JOB: Reproduce the listing word for word from its start through the line containing "x=314 y=248", including that line. Leave the pictures out of your answer.
┌────────
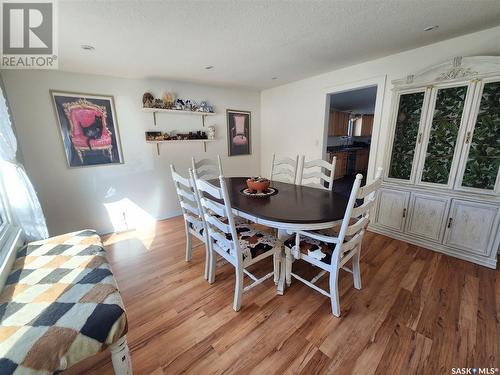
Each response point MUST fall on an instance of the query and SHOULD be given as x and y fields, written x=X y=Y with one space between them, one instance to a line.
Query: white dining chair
x=314 y=173
x=194 y=222
x=240 y=245
x=331 y=250
x=207 y=169
x=284 y=168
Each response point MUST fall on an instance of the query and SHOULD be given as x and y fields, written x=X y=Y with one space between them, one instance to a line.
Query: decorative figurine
x=202 y=107
x=211 y=132
x=179 y=104
x=158 y=103
x=147 y=100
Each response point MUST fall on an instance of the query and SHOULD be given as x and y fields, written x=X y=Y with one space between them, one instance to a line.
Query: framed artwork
x=238 y=132
x=88 y=128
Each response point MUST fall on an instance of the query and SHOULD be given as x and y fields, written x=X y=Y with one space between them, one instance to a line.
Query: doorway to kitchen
x=349 y=131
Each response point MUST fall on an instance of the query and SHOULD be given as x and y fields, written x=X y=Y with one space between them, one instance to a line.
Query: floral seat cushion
x=197 y=225
x=60 y=305
x=314 y=248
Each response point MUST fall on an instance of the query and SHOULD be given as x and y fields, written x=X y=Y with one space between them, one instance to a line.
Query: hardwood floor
x=419 y=312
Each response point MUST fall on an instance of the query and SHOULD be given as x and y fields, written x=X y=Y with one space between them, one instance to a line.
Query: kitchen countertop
x=346 y=148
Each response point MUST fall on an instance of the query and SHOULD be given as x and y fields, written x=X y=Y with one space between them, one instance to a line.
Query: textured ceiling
x=249 y=42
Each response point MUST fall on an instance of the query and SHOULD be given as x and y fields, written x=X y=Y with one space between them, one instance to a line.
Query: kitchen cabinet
x=362 y=160
x=341 y=164
x=367 y=125
x=338 y=124
x=480 y=170
x=363 y=126
x=444 y=152
x=427 y=215
x=392 y=209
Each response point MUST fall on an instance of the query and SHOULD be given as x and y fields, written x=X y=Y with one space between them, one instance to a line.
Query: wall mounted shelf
x=178 y=111
x=154 y=111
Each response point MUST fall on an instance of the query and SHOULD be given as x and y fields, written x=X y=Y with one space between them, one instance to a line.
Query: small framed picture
x=88 y=128
x=238 y=132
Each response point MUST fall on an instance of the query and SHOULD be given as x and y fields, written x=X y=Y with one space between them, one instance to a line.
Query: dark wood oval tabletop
x=293 y=204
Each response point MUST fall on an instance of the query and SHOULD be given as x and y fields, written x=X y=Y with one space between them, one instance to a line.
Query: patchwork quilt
x=60 y=305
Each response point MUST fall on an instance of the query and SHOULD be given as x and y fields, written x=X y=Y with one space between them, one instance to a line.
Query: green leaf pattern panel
x=443 y=136
x=405 y=135
x=484 y=153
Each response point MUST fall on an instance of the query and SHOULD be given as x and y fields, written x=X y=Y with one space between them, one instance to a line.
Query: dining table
x=291 y=208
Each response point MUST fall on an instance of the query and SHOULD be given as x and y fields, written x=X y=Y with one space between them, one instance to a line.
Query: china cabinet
x=442 y=183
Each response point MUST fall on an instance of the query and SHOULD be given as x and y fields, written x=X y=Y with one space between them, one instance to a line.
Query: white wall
x=74 y=198
x=295 y=113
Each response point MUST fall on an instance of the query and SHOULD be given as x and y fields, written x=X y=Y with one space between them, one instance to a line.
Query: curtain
x=23 y=205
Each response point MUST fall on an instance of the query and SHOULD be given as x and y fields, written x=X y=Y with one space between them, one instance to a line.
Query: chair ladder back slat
x=214 y=221
x=360 y=210
x=188 y=207
x=369 y=188
x=357 y=226
x=205 y=187
x=215 y=207
x=186 y=195
x=207 y=169
x=217 y=230
x=285 y=168
x=317 y=175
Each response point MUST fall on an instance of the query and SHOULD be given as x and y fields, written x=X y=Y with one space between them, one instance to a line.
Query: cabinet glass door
x=483 y=161
x=445 y=126
x=405 y=135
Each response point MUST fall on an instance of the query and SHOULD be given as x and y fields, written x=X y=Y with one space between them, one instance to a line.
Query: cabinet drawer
x=471 y=226
x=392 y=209
x=427 y=216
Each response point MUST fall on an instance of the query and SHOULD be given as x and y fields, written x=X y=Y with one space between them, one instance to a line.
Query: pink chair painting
x=239 y=132
x=88 y=131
└────────
RESPONSE:
Each response point MUST fall on an instance of the query and SHOULD be given as x and y fields, written x=X y=Y with one space between them, one instance to a line.
Query: white dining chair
x=314 y=173
x=194 y=222
x=240 y=245
x=331 y=250
x=207 y=169
x=284 y=168
Each response point MUST fall on an instance of the query and SHOULD be given as x and y fields, written x=X y=Y with one space between them, one instance to a line.
Query: decorative figurine
x=202 y=107
x=211 y=132
x=179 y=104
x=158 y=103
x=147 y=100
Each response point MUST fall on an instance of the query and SHOULD be given as x and y fields, written x=X y=Y with one space between them, one instance to a line.
Query: framed artwork
x=238 y=132
x=88 y=128
Each response point MUST fall on an instance of the query and SHOULD be given as x and y fields, written x=X y=Y with one space between them, one instance to a line.
Query: doorway to kitchen
x=349 y=131
Each response point MUST fall on an instance of the query and SHOULD be given as x and y fields, written x=X y=Y with one space between them, one instance to a line.
Query: floral seat cushion
x=197 y=225
x=60 y=305
x=314 y=248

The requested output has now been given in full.